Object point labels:
◆ ◆ ◆ ◆ ◆

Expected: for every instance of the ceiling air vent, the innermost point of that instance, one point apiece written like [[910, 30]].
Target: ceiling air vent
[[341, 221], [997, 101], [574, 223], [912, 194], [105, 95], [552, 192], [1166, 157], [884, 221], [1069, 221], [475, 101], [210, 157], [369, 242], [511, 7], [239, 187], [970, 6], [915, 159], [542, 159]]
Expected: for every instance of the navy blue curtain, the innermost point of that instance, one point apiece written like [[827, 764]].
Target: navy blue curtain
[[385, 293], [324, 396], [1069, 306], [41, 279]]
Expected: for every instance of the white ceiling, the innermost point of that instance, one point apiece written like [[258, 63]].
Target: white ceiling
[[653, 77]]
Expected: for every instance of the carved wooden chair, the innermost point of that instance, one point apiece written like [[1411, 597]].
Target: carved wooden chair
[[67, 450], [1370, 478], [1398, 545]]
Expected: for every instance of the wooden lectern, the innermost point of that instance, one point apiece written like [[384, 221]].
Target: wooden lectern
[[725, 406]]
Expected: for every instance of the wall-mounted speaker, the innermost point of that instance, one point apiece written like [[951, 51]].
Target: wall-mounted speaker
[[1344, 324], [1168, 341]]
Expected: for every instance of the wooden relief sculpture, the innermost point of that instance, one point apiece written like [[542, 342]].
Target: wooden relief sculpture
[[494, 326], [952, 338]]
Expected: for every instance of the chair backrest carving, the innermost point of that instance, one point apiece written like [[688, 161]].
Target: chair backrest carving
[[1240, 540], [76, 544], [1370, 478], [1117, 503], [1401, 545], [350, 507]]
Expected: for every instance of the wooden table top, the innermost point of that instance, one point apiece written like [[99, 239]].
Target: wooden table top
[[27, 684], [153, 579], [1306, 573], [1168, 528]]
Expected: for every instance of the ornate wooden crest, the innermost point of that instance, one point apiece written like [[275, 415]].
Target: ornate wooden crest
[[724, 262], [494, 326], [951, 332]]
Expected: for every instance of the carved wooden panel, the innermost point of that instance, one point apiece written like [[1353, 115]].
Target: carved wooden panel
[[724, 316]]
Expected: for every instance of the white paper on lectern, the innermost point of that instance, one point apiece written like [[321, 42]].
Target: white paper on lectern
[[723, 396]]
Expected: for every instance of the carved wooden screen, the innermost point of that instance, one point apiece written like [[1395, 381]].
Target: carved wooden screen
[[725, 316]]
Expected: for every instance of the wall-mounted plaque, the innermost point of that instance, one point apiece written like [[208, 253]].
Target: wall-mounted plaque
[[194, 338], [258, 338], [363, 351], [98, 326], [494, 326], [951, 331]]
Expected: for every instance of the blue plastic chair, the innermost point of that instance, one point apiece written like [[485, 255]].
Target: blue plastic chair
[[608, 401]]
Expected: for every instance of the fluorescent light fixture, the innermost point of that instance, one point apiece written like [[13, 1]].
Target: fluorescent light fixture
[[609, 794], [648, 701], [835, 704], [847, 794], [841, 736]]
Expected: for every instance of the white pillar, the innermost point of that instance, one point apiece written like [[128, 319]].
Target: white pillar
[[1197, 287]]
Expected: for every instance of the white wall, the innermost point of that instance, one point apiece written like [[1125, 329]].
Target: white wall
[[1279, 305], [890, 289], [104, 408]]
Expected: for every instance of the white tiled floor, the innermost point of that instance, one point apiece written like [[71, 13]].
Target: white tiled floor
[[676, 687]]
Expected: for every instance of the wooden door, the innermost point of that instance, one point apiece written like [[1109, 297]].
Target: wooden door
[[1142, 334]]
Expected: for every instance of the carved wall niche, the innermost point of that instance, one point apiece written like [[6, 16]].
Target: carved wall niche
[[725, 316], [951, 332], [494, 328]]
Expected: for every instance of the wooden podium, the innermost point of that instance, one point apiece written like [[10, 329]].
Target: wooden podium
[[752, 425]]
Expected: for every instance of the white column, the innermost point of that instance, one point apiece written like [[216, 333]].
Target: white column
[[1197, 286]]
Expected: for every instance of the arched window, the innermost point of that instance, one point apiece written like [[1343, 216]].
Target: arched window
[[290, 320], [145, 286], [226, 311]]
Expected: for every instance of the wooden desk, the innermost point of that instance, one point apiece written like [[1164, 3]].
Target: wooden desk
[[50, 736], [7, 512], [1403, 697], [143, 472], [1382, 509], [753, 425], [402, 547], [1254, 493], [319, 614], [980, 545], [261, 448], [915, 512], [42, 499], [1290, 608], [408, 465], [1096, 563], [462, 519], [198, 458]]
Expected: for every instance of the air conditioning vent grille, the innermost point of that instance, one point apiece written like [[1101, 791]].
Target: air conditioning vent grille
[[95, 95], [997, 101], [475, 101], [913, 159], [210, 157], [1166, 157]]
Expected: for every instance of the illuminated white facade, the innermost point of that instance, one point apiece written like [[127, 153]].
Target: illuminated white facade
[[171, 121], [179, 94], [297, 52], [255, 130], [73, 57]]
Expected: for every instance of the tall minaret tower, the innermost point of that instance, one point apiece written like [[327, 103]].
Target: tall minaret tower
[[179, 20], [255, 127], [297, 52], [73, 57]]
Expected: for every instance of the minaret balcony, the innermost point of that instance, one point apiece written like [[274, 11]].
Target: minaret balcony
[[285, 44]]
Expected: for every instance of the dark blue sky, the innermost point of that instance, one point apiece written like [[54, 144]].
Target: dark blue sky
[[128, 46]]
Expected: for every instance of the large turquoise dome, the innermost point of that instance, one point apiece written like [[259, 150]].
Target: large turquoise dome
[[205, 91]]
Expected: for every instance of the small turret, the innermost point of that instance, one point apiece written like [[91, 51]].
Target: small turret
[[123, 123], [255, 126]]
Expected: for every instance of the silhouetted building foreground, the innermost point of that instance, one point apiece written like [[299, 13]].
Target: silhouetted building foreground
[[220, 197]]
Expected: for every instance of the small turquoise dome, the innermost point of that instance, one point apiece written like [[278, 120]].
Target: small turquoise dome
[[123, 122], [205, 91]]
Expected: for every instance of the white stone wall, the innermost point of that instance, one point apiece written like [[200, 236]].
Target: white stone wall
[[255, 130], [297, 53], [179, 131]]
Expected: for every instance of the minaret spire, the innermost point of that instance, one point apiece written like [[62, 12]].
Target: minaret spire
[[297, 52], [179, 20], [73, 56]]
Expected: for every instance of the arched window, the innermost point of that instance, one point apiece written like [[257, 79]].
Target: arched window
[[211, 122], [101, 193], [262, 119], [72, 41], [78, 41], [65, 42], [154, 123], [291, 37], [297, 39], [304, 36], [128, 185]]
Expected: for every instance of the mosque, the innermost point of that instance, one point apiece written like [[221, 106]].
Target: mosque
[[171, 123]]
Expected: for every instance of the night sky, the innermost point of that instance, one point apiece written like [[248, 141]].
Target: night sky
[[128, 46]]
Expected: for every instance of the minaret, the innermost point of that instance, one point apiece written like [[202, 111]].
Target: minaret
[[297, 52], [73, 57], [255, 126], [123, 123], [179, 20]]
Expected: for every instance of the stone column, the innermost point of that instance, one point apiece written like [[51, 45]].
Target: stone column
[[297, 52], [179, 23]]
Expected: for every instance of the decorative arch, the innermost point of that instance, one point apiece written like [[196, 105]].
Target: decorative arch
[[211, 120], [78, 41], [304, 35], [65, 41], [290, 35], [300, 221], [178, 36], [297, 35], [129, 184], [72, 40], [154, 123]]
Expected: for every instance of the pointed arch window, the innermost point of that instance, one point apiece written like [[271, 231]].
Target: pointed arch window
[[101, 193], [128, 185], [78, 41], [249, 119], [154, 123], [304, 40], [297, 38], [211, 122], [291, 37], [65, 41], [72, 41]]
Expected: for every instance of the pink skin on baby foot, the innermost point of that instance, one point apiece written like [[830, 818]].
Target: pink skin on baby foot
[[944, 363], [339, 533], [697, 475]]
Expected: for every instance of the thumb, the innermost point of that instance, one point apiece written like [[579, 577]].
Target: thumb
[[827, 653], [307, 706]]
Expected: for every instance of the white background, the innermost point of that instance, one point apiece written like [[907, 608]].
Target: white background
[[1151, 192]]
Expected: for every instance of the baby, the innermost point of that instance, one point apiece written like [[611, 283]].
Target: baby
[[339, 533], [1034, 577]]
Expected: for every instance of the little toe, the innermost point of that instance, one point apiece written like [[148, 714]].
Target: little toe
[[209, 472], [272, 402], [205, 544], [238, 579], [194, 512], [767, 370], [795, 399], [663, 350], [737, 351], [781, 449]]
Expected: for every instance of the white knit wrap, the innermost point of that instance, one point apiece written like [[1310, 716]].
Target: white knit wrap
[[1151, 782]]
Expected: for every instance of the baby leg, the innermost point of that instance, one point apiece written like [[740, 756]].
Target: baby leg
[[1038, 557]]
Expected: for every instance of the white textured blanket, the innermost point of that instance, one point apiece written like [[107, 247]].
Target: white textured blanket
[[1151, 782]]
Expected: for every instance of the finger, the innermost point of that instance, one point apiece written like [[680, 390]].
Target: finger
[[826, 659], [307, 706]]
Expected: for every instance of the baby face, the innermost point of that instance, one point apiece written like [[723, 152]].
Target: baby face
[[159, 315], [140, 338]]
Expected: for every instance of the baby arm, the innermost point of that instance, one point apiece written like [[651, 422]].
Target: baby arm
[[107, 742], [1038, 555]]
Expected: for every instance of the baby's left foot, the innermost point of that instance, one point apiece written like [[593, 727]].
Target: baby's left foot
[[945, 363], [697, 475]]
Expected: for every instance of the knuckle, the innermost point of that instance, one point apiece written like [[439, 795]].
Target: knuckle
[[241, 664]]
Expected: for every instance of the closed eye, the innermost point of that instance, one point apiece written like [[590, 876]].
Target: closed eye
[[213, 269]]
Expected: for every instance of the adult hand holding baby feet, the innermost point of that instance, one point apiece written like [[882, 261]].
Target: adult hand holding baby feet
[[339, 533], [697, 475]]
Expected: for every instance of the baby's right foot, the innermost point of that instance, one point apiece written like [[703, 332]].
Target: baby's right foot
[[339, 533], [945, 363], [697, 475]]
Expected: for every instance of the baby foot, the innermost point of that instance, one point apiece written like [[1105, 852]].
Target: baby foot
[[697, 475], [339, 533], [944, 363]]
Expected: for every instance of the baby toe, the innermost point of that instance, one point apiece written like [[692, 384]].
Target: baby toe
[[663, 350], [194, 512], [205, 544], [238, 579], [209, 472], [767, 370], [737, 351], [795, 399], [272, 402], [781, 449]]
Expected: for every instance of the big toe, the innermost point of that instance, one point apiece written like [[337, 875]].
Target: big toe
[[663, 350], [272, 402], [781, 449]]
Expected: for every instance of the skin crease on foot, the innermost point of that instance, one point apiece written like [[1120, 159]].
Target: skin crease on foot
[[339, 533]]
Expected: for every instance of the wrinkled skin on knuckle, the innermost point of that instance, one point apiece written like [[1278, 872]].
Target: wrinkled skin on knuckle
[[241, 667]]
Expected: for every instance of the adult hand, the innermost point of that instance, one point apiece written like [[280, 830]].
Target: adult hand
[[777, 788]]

◆ ◆ ◆ ◆ ◆

Express the material from its start up to and including the line with "[[27, 684], [153, 579], [1306, 573], [1168, 528]]" as a two-column CSV headed text and answer, with one row for each text-answer pair. Quote every field and replace any line breaks with spaces.

text,answer
"Expected: for every instance of the ceiling air vent, the innermost point of that instance, one point apiece written like [[910, 30]]. Target: ceiling air vent","[[341, 221], [997, 101], [574, 223], [912, 194], [105, 95], [552, 192], [1166, 157], [884, 221], [1069, 221], [475, 101], [210, 157], [369, 242], [511, 7], [239, 187], [970, 6], [915, 159], [542, 159]]"
"Expected: for every instance of the navy blue curtain, the innermost point of that instance, one point apiece written like [[827, 764]]. Target: navy blue curtain","[[385, 293], [324, 396], [1069, 306], [41, 279]]"
"Expected: for every instance of the white ceiling, the innermost point of that instance, one point apiece written like [[258, 63]]. Target: white ceiling","[[653, 77]]"
"Expected: for every instance of the carved wooden chair, the innermost point of that instance, one point apiece written like [[1411, 597]]. Target: carved wooden chair","[[67, 450], [1370, 478], [1398, 545]]"
"Expected: for every instance of the wooden lectern, the innermost point of that instance, one point apiece written like [[384, 221]]. Target: wooden lectern","[[725, 406]]"
"Expected: for every instance of the wall-mounted speaker, the innermost point of that instance, one point apiece written like [[951, 51]]. Target: wall-mounted speaker","[[1344, 324], [1168, 341]]"
"Expected: for every instance of the wooden relief sculpture, the innermost point of that instance, one point apiece written like [[542, 342]]. Target: wooden relief sculpture","[[494, 326], [952, 338]]"
"Expected: for every instance of the chair backrest carving, the innermost point of that instance, one point apiece written like [[688, 161]]. Target: chair backrest carving","[[1240, 540], [76, 544], [1370, 478], [1117, 503], [1401, 545], [350, 507]]"
"Expected: for every instance of the wooden table top, the innermost point of that instance, one point apiece written like [[99, 239]]. Target: wooden table top","[[27, 684], [153, 579], [1306, 573], [1168, 528]]"